Zach Bryan — American Heartbreak and Zach Bryan

Favorite Songs:
“Hey Driver,” “Whiskey River,” “Jake’s Piano,” “East Side of Sorrow,” “Something in the Orange,” “Happy Instead,” “Mine Again,” “Cold Damn Vampires,” “‘68 Fastback”

Indisputably my two most-listened-to albums of 2025. These became my go-to “heavy in the soul, not the guitars” records. Zach Bryan blindsided me. Mostly acoustic, almost no distortion, certainly no thrash beats — just raw emotion. He writes like he’s emptying out his soul one line at a time, and it caught me in a way I didn’t expect.

Hey driver, pull over, I’m in a fight with God”… man… I’ve been there too many times. It’s heavy in a human way — the kind of heavy that shows up at 2 a.m. when you’re lying on the floor drunk and high, staring at the ceiling, replaying every mistake you’ve ever made but don’t want to talk about.

Sometimes the best music doesn’t need to be loud — it just needs to be honest in a way that feels almost uncomfortable. That’s exactly why I kept coming back to it.


Sleep Token — Take Me Back to Eden & Even in Arcadia

Favorite Songs:
“Emergence,” “Chokehold,” “Look to Windward,” “Dangerous,” “Caramel”

Sleep Token absolutely swallowed me whole this year. I know some metalheads love to hate on them, and not every song was for me, but there’s something about the mix of crushing down-tuned riffs, haunting melodies, lyrical sadness, sex, and naked emotion that hits a part of my brain nothing else touches.

Go ahead and wrap your arms around me”… “Will you haunt this eclipse in me”… lyrics and melodies that ping-pong around my brain for weeks. It’s dramatic, it’s weird, it’s glossy, and it’s heavy in a completely different way — the whole thing feels like a confession whispered over a thunderstorm.

Kudos to my old Through the Ashes of Empires producer Carl Bown for the incredible layers of sonic beauty he helped craft. I don’t care how many “true” metalheads roll their eyes — the songs that grabbed me, grabbed me and didn’t let go.

---

[Task 1]
Answer these from the album write-up:
(a) Which two Zach Bryan albums does it name?
(b) Which producer does the writer credit with the layers of sonic beauty on Sleep Token's records?
(c) Which Sleep Token albums does it name?
[Task 2]
Please copy everything in the album write-up from "Sleep Token absolutely" down to "over a thunderstorm.", substituting "rainstorm" for "thunderstorm".
[Task 3]
According to the album write-up, why did the writer keep coming back to Zach Bryan's music?
Nothing in the material matters for this work.

[Given data]
---

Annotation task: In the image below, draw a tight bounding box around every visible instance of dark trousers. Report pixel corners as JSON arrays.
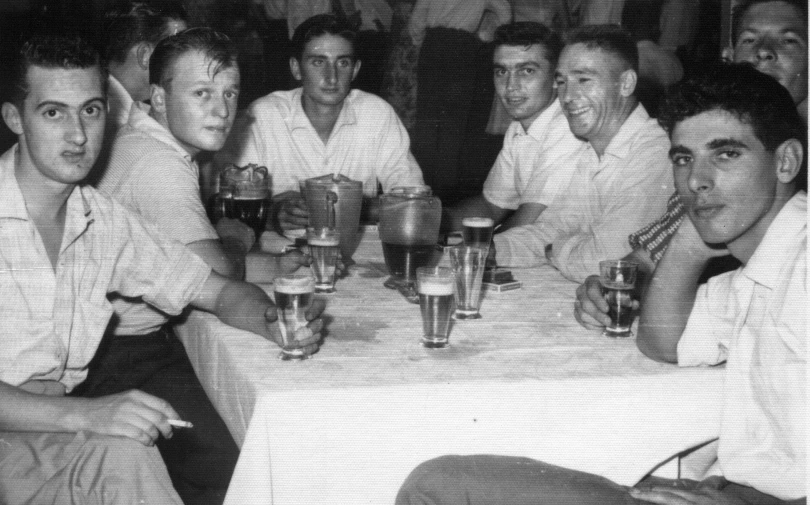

---

[Task solution 1]
(a) American Heartbreak and Zach Bryan
(b) Carl Bown
(c) Take Me Back to Eden and Even in Arcadia

[Task solution 2]
Sleep Token absolutely swallowed me whole this year. I know some metalheads love to hate on them, and not every song was for me, but there’s something about the mix of crushing down-tuned riffs, haunting melodies, lyrical sadness, sex, and naked emotion that hits a part of my brain nothing else touches.

Go ahead and wrap your arms around me”… “Will you haunt this eclipse in me”… lyrics and melodies that ping-pong around my brain for weeks. It’s dramatic, it’s weird, it’s glossy, and it’s heavy in a completely different way — the whole thing feels like a confession whispered over a rainstorm.

[Task solution 3]
The best music sometimes doesn't need to be loud. It only needs to be honest in a way that feels almost uncomfortable, and that was why the writer kept coming back to it.